*Input material*:
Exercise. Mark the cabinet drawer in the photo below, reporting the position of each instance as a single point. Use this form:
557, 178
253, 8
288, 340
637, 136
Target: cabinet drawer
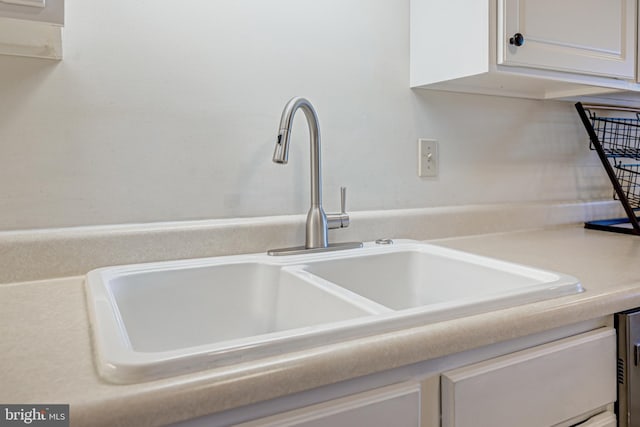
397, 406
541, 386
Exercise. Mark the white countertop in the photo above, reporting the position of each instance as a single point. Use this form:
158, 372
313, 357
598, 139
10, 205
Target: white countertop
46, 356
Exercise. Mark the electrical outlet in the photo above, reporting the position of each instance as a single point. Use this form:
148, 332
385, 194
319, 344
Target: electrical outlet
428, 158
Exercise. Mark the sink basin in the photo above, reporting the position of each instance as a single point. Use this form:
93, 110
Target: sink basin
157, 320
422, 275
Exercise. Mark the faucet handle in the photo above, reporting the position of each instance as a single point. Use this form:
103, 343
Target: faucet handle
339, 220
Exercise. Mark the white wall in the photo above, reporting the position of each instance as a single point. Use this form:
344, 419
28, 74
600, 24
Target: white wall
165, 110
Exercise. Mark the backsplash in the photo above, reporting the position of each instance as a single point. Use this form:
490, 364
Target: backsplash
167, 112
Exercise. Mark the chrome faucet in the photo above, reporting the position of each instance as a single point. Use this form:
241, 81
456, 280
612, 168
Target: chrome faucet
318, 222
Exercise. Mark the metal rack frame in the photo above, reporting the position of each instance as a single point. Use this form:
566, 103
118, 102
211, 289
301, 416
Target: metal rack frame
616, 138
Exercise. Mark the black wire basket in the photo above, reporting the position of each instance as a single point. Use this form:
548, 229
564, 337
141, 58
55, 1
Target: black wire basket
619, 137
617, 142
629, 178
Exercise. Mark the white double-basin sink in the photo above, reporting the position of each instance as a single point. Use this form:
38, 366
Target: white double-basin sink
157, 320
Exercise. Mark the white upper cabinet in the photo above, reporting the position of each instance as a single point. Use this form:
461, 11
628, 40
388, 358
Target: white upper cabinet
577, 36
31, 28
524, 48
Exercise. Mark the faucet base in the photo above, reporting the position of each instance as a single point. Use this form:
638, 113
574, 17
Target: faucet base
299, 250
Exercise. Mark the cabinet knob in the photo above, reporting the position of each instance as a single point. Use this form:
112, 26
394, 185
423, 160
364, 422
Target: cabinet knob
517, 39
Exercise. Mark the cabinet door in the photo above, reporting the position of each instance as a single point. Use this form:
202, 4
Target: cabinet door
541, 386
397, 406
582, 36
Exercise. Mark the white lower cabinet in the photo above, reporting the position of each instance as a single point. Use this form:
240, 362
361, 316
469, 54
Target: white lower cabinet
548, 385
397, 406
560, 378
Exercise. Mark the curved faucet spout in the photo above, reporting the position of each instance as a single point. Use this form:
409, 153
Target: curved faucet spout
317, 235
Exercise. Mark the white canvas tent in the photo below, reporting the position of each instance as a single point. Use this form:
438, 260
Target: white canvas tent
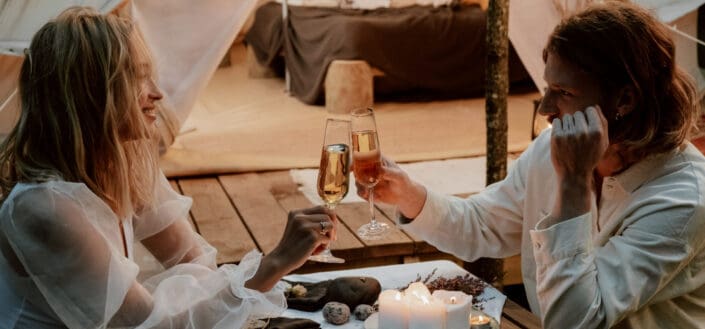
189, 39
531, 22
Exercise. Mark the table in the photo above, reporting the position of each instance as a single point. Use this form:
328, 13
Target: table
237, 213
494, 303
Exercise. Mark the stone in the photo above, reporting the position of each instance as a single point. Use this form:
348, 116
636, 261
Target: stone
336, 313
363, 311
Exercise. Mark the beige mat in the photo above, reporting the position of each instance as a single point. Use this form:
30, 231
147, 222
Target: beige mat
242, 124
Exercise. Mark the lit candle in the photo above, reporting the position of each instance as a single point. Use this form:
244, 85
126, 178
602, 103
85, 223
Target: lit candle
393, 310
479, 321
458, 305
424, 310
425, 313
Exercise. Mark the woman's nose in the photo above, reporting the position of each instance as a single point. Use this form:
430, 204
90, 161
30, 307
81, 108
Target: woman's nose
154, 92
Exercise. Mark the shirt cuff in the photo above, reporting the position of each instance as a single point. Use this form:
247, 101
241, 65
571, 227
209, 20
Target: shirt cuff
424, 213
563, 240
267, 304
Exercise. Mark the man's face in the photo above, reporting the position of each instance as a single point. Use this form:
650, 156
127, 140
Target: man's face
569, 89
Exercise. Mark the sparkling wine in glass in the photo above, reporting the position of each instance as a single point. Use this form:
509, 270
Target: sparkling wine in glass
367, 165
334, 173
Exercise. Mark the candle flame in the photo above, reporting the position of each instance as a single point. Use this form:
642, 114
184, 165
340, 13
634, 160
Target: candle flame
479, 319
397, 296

--

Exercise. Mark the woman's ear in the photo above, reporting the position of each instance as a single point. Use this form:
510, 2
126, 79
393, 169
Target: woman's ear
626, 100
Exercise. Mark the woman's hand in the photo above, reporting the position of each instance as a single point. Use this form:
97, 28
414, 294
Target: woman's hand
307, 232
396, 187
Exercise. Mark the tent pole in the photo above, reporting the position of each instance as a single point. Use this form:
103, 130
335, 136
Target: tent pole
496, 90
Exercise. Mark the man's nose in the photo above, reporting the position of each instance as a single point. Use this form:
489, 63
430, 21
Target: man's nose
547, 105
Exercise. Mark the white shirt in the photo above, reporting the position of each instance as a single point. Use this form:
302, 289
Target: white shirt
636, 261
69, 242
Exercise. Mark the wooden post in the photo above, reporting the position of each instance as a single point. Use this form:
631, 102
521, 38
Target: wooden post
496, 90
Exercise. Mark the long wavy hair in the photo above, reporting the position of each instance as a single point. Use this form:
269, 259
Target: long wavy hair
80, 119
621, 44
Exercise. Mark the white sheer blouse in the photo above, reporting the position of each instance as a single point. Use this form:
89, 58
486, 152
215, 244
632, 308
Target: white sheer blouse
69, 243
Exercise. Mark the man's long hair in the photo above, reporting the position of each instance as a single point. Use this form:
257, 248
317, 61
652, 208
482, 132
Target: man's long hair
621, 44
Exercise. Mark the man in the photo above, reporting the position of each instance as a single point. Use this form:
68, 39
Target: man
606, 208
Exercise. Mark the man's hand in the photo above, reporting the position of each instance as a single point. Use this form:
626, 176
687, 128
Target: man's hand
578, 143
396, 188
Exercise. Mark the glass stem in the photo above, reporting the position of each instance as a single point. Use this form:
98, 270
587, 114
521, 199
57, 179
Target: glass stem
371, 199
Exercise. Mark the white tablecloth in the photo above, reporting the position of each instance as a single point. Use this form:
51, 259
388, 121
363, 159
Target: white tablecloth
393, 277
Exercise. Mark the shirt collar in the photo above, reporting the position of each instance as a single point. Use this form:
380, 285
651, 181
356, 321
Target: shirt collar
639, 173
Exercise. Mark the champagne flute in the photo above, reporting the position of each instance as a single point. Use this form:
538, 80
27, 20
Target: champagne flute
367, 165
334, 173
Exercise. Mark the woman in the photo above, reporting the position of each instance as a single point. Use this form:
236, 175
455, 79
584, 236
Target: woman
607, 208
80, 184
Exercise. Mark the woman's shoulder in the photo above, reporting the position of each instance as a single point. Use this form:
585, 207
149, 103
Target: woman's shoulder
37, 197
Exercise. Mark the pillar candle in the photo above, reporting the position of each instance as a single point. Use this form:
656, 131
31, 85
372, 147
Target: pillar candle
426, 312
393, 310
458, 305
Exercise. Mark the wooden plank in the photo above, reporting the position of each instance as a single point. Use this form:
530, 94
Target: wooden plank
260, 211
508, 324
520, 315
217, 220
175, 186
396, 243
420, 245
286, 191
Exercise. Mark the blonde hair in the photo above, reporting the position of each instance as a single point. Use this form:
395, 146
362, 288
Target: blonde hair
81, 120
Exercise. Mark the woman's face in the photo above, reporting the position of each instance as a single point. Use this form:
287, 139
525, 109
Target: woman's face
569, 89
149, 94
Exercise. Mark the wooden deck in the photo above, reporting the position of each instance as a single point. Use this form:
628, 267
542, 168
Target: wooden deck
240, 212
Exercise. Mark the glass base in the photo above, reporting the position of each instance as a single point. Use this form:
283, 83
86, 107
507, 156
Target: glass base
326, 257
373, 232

*Exercise*: When you reach the line with "Exercise. Mark the cabinet drawer" in the records above, start writing out each line exactly, and stop after the line with "Exercise. Mark the white upper". Pictures stay out.

*Answer for this exercise*:
Exercise. Mark the cabinet drawer in the photo below, reporting the position of each instance as a single point. Use this form:
557, 178
253, 8
288, 340
637, 136
Target: cabinet drawer
397, 406
541, 386
Exercise. Mark the white countertop in the photo above, reporting the position of each instance as a single point. Use this form:
158, 372
313, 357
598, 139
10, 205
Target: white countertop
46, 356
Exercise. Mark the electrical outlet in the photo above, reporting the position of each instance as a single point. Use this form:
148, 332
385, 194
319, 344
Target: electrical outlet
428, 158
Exercise. Mark the sink basin in the photo above, reporting the position of each instance as a single point. Use this form:
93, 110
Target: sink basin
157, 320
422, 275
Exercise. Mark the faucet handle in the photo above, reporting the position of each instance as a single point. Use this form:
103, 343
Target: faucet handle
339, 220
Exercise. Mark the white wall in the photo above, reporting the position of each instance as a single point. Use this form:
344, 419
28, 74
600, 24
Target: white wall
165, 110
Exercise. Mark the backsplash in the photo above, reporting the position of each instance as a single point. Use this form:
490, 364
Target: backsplash
167, 112
Exercise. Mark the chrome faucet in the photo above, reporting the position of each instance as a single point. Use this form:
241, 81
456, 280
612, 168
Target: chrome faucet
318, 222
Exercise. Mark the metal rack frame in the photo above, reporting the position of each instance as a single point. Use this form:
566, 103
118, 102
211, 289
301, 416
Target: metal rack frame
616, 138
Exercise. Mark the black wire basket in the photo above, reporting the position of each instance as a single point. Use this form:
548, 229
564, 337
141, 58
55, 1
Target: black wire basket
619, 137
617, 142
629, 178
Exercise. Mark the white double-basin sink in the photo above, reporting the position of each instance as a single point. Use this form:
38, 366
Target: white double-basin sink
157, 320
Exercise. Mark the white upper cabinet in the photo above, reporting the position of each instance as a single point. Use this form:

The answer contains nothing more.